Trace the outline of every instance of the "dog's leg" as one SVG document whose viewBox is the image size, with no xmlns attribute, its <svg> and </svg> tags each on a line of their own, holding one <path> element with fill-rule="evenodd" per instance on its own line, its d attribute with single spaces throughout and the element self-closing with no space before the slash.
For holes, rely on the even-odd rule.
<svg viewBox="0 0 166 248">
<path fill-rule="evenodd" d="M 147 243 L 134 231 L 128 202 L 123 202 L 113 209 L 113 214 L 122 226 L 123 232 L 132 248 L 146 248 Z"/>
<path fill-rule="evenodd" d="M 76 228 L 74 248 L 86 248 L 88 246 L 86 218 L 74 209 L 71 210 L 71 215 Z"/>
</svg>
--
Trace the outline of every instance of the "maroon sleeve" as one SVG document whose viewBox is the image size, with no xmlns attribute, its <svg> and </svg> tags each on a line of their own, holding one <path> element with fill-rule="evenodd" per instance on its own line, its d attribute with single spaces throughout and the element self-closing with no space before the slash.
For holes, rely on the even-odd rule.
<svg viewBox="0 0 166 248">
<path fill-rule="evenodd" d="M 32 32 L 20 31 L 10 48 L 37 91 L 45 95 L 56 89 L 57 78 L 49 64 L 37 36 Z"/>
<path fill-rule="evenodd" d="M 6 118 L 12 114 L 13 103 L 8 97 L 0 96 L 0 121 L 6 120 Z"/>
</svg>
---
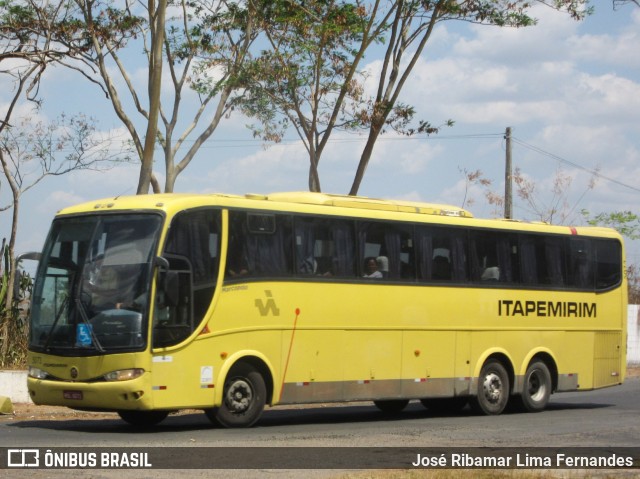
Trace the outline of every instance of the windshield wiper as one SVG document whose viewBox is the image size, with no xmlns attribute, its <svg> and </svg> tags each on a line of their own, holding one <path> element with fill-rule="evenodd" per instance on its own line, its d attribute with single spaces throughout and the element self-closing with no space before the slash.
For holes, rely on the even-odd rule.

# EXERCISE GOAL
Select every line above that contains the word "xmlns", treating uppercase and lowercase as distinct, and copy each such line out in full.

# SOLUTION BELOW
Trace the outline of every instance of the "dog's leg" as one SVG document whose viewBox is the image size, with no xmlns attribute, its <svg> and </svg> tags each on a line of their own, holding one <path> element with fill-rule="evenodd" per instance on its own line, its d attribute with single spaces throughout and the element self-closing with no space before the slash.
Trace the outline of every instance of the "maroon sleeve" as one SVG document whose viewBox is the image size, with no xmlns attribute, its <svg> and </svg> tags each on a line of their own, holding one <path> element with fill-rule="evenodd" per instance on its own line, its d attribute with single spaces throughout and the element self-closing with no space before the slash.
Trace the outline of every instance of the windshield wiper as one SVG document whose viewBox is the image size, with no xmlns attribute, its <svg> and </svg> tags each on a line of their own, holding one <path> element with fill-rule="evenodd" per instance on its own line, its d attribute with single spaces throughout and the element self-closing with no space before the slash.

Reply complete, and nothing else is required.